# [Tasks to carry out]
A - Please retype the optical isolator article from "Single crystals work" to "many commercial lasers.".
B - In the optical isolator article, what year was an optically transparent polycrystalline material with properties close to single crystals first reported?

[Image above] Prototype of an optical isolator using terbium yttrium oxide ceramic (right) in comparison with a commercial optical isolator based on terbium gallium garnet single crystal (left). The ceramic optical isolator is smaller because the terbium-based ceramic has a higher Verdet constant, meaning smaller magnets can be used to construct the device. Credit: Akio Ikesue


From the first report of a working laser in 1960 until the mid-1990s, a laser’s gain medium—or the material used to amplify the power of light—was made using a single crystal.

Single crystals work well in optical applications because they have no grain boundaries, unlike polycrystalline materials. However, producing single crystals is a difficult process.

When an optically transparent polycrystalline material with properties close to single crystals was reported in 1995, the impact on laser technology was immense. These polycrystalline materials were easier to produce, and now these “transparent ceramics” serve as the gain medium in many commercial lasers.

A laser’s gain medium is not the only laser component that traditionally relied on a single crystal—single crystals are also key to optical isolators.

Optical isolators: Control the direction of light

An optical isolator, or optical diode, is an optical component that allows transmission of light in only one direction. It typically is used to prevent back-reflected light into an optical oscillator, such as a laser cavity, and a single solid-state laser system generally contains multiple isolators (anywhere from two to 10).

Traditional optical isolators are based on the Faraday effect, which is the rotation of a light beam’s plane of polarization caused by a magnetic field.

An isolator works by sending a light beam through a polarizer, which is angled to match polarization of the light. Then, the light passes through a transparent paramagnetic or ferrimagnetic material called a Faraday rotator, which rotates the polarization by 45 degrees. The light then passes through a second polarizer that also is angled at 45 degrees.

If any light reflects back, it is again rotated 45 degrees in the same direction by the Faraday rotator, so it reaches the first polarizer at an angle orthogonal to how it entered, preventing the light from passing through.

Illustration of a traditional optical isolator. The Faraday rotator, sandwiched between two polarizers, rotates incoming light’s plane of polarization to prevent back-reflected light. Credit: Vigneshdm1990, Wikimedia (CC BY-SA 4.0)

Currently, Faraday rotators are made using single crystals, typically terbium gallium garnet (Tb3Ga5O12, TGG). But could transparent ceramics be used instead?

That question interested ACerS Fellow Akio Ikesue, founder of specialty ceramics company World Lab. Co. Ikesue was the researcher who created the high-performing transparent laser ceramic in 1995, and so exploring whether transparent ceramics could be used in Faraday rotators naturally interested him as well.

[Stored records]
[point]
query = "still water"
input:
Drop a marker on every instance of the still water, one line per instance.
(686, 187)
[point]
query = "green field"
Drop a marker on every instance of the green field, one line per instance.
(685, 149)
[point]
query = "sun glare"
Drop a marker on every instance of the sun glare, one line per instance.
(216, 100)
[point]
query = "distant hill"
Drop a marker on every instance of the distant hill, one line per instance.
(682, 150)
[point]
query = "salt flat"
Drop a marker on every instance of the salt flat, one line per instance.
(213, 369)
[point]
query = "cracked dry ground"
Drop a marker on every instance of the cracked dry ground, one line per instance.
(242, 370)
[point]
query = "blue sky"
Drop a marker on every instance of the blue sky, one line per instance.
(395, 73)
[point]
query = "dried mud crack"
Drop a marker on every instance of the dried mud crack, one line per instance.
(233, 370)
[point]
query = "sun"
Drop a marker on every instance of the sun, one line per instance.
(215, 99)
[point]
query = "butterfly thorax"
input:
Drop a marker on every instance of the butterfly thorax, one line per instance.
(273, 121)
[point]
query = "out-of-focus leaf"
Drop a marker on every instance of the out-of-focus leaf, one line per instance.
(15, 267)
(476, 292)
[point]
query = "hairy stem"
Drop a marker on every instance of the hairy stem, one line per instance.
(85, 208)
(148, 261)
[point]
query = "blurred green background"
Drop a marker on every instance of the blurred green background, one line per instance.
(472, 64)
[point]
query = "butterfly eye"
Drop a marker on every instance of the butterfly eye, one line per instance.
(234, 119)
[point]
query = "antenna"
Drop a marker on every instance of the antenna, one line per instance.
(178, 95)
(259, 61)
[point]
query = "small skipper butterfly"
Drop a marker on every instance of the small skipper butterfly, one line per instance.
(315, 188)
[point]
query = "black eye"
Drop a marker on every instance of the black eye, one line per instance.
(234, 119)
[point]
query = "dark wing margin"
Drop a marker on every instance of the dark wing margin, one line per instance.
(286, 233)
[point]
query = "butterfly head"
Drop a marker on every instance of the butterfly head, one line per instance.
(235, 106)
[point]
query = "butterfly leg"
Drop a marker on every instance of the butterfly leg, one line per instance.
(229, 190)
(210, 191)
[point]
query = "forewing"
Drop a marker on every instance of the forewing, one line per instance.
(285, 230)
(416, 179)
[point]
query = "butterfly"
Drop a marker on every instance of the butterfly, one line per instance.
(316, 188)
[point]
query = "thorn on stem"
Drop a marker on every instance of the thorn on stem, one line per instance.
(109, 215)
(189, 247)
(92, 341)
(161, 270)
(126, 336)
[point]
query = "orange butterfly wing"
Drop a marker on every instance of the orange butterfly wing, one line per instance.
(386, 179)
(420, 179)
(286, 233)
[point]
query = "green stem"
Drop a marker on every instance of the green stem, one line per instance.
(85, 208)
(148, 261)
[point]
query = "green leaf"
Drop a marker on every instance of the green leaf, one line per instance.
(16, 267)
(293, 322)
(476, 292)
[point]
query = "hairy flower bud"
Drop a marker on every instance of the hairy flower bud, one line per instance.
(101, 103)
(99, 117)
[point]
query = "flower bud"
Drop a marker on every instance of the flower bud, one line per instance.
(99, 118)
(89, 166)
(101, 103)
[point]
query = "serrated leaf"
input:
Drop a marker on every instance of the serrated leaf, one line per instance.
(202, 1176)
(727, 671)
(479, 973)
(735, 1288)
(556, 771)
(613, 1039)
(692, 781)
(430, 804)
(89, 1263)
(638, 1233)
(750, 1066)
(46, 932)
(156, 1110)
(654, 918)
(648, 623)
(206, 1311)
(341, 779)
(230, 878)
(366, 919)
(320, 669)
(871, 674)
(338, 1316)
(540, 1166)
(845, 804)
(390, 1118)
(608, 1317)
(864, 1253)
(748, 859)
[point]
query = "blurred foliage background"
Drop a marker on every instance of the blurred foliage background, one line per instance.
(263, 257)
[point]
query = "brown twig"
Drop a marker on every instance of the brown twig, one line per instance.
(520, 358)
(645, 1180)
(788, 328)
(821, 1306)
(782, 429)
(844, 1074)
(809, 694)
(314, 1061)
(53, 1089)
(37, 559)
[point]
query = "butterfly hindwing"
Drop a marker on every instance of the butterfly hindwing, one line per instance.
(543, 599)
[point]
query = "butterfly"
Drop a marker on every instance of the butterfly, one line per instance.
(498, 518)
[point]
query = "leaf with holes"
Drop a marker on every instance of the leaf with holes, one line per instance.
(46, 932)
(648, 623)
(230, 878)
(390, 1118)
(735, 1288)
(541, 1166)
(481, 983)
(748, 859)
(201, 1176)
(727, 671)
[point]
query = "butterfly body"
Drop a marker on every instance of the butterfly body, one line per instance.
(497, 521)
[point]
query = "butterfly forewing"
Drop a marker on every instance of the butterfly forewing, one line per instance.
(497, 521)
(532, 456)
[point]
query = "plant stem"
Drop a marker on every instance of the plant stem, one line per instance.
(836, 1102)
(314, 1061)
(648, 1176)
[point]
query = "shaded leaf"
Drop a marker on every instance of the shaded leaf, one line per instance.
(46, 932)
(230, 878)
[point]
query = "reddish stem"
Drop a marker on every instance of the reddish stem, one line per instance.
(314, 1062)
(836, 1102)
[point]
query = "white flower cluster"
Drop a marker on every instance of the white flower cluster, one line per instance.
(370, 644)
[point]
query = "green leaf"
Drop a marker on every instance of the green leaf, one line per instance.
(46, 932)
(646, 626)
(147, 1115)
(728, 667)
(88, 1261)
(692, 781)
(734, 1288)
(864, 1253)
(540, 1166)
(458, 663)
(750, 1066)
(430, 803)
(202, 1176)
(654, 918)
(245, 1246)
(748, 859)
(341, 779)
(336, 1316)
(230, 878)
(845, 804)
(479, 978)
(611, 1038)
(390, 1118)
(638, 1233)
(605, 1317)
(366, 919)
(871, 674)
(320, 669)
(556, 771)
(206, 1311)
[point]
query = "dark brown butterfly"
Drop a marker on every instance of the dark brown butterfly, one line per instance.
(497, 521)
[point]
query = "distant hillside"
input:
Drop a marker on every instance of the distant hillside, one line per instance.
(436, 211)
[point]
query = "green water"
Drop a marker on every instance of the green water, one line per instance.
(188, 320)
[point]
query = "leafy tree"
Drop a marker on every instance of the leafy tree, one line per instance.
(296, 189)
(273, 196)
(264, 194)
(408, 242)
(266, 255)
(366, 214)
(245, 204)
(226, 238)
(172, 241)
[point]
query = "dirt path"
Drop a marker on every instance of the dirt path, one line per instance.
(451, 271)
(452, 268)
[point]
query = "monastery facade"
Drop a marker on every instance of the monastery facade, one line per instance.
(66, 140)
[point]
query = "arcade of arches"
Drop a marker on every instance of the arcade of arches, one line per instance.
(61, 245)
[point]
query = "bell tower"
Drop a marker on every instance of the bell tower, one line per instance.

# [Complete answers]
A -
Single crystals work well in optical applications because they have no grain boundaries, unlike polycrystalline materials. However, producing single crystals is a difficult process.

When an optically transparent polycrystalline material with properties close to single crystals was reported in 1995, the impact on laser technology was immense. These polycrystalline materials were easier to produce, and now these “transparent ceramics” serve as the gain medium in many commercial lasers.

B - 1995